Daniel Alcides Carrión: the experiment that changed the history of medicine
Mike MunayShare
Introduction: The experiment that changed the history of medicine
There was a time in the history of medicine when knowledge advanced not in a laboratory, nor among gleaming microscopes, but within the very body of a man. A medical student who decided to cross a line that today we would consider unthinkable.
Daniel Alcides Carrión knew that the disease devastating the Andes was not well understood. He also knew that no one was willing to take the risk of proving its origin.
So he did it himself. Even knowing he was going to die doing it.
His death was not an accident. It was an experiment.
And it changed the history of medicine forever.
Who was Daniel Alcides Carrión?
Daniel Alcides Carrión García was a Peruvian medical student born on August 13, 1857, in Cerro de Pasco, in a country still developing its scientific and healthcare identity. He lived in an era marked by epidemics, a scarcity of medical resources, and a very limited understanding of infectious diseases. For someone with a scientific curiosity, this context was a challenge, rather than an obstacle.
From a young age, he stood out for his discipline, intellectual curiosity, and an uncommon obsession with understanding the true origins of the diseases that plagued the Andean population. While many accepted vague or superstitious explanations, Carrión sought evidence, mechanisms, and causes. He was interested in medicine as a tool to reduce human suffering.

LIST OF TASKS
1/ In the text about Daniel Alcides Carrión, in what town was he born?
2/ Carry on the account of Daniel Alcides Carrión from where it stops.

DATA PROVIDED
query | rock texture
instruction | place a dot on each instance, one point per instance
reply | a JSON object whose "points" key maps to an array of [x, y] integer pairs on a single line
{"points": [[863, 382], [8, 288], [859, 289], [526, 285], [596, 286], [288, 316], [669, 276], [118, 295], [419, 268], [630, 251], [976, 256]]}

SET OF ANSWERS
1/ Cerro de Pasco.

2/
His colleagues described him as meticulous, serious, and deeply committed to his vocation. He was neither an eccentric genius nor a flamboyant revolutionary. He was someone willing to take scientific logic to its ultimate conclusions.
The disease that devastated the Andean population: two faces of the same illness
For decades, a strange and silent disease roamed the Andes like a cursed visitor. It didn't appear in the large coastal cities, nor did it cross oceans. It lived up there, in specific valleys, in mid-altitude areas where the climate seemed to conspire with something that medicine still couldn't name.
Its presence was concentrated primarily in the Peruvian Andes, though it didn't stop at the borders. It also appeared in Andean regions of what are now Ecuador and Colombia, always linked to that same ecosystem. Outside of that environment, it simply didn't exist. As if it needed the mountains to survive. This precise distribution baffled doctors and fueled fear.
At that time, the disease didn't have a single name. Medicine believed it was dealing with two completely different illnesses, with opposite behaviors and radically different outcomes. No one suspected that, in reality, they were two phases of the same infection.
The most feared was Oroya Fever. Its onset was abrupt and devastating. The patient developed a high fever, extreme exhaustion, and such severe anemia that the body seemed to shut down from within. The blood lost its ability to carry oxygen, organs began to fail, and death came within weeks. In some historical outbreaks, mortality reached staggering figures, exceeding 50%, and in certain contexts even approaching 90%. For many Andean communities, falling ill was tantamount to receiving an imminent death sentence.
Peruvian wart appeared quite different. Those who survived the initial phase developed prominent, reddish, and sometimes bleeding skin lesions weeks or months later. Although painful and disfiguring, they were rarely fatal. This chronic phase could last for months and allowed for gradual recovery. Due to its more benign course, it was assumed to have no relation to the lethal fever.
The contradiction was obvious: one disease killed quickly; the other allowed people to live.
Nobody could connect the two realities.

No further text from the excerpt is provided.